Challenges —
[a] According to the Lords debate, what would have been bad form for the noble Viscount or other noble Lords to do in Committee?
[b] Resume the Lords debate right after its final sentence.

Selected passage —
= = =
Lord Lucas: My Lords, I would be very grateful if the Minister would move her amendment because I wish to speak to it. I want her to move it first.

Baroness Anelay of St Johns: My Lords, it might be more helpful if I intervened now. I have a great deal of sympathy with the objectives of the noble Viscount, Lord Colville of Culross. Sadly, he may be disappointed to learn that I shall not support the amendment if he divides on it, for reasons that I shall give. But I do have sympathy with the objectives.

I have sympathy, too, with the fact that today we are having what is really a Committee stage debate. As the noble Viscount said when introducing the amendment, that is no fault of his. It was merely an accident of fate, for very good reasons, that it was not possible for these amendments to be moved in Committee. Some noble Lords might say that it was open to the noble Viscount or other noble Lords in Committee to seize the opportunity and to move someone else's amendment. But we would all accept that at the time that would have been bad form. Therefore, being good form, the noble Viscount did not pursue that.
= = =
Location annotation dataset excerpts
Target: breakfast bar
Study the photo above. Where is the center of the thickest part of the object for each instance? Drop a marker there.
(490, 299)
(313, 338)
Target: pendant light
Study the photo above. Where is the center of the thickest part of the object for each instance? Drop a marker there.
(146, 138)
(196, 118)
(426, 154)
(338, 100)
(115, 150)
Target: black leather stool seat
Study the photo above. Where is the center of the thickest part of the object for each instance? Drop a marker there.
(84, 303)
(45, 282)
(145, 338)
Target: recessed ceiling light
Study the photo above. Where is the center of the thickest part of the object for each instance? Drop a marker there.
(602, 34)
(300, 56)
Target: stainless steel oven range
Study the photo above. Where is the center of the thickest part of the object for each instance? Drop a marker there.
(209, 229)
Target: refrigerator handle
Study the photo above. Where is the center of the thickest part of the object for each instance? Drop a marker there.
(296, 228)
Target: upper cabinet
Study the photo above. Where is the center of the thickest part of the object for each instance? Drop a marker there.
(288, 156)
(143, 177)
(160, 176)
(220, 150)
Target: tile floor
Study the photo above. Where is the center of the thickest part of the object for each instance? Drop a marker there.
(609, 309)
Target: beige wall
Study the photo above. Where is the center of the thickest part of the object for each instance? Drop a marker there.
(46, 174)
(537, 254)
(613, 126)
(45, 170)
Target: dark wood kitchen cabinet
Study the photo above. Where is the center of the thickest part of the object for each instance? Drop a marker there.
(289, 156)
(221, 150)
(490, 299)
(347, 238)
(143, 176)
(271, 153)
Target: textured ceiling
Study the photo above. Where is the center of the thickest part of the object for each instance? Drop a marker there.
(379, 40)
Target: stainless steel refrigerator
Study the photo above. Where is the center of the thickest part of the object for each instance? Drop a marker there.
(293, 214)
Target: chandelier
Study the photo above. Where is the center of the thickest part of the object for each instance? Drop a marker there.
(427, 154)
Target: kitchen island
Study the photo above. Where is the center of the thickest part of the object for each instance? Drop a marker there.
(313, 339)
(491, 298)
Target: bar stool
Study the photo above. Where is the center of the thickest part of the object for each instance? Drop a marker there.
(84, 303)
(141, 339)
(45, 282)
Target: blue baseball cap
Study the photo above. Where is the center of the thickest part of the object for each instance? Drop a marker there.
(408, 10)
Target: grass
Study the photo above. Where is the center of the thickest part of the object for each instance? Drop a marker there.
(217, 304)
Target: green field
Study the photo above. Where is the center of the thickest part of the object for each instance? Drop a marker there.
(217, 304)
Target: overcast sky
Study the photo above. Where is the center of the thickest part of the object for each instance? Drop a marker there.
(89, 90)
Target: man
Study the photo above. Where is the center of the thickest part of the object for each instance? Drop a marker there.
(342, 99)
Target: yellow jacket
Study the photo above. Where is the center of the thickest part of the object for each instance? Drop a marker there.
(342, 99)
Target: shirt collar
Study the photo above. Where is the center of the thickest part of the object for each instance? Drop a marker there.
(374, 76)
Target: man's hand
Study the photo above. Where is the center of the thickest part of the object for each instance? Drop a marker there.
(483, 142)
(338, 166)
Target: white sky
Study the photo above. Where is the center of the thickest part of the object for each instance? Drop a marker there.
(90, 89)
= = =
Task answers —
[a] To seize the opportunity and move someone else's amendment.

[b]
Perhaps I may refer briefly to the amendments. The noble Viscount is right that it is not satisfactory to have a piecemeal approach to legislation in this respect—I would say in any respect—but certainly with regard to these definitions and protections. It is the right time to have an overall look at the codification and to have a proper approach.

My noble friend Lord Waddington pointed out some of the difficulties that arise in competing legislation. But we must be grateful for small mercies, one of which is that because we have had time between Committee and Report, the Government have been able to reflect. They have tabled today an amendment that I strongly support, which is against the background that I would prefer the more far-reaching review that the noble Viscount called for and which I hope that the Minister may be able to direct us will happen in future.

It is difficult at this stage when the Minister's amendment is grouped with others. My noble friend Lady Carnegy is right to ask for some latitude. If Back-Benchers wish to ask the Minister questions, perhaps they may do so succinctly and within the rules of Report after the Minister has moved the amendment. I guarantee that I shall not do so.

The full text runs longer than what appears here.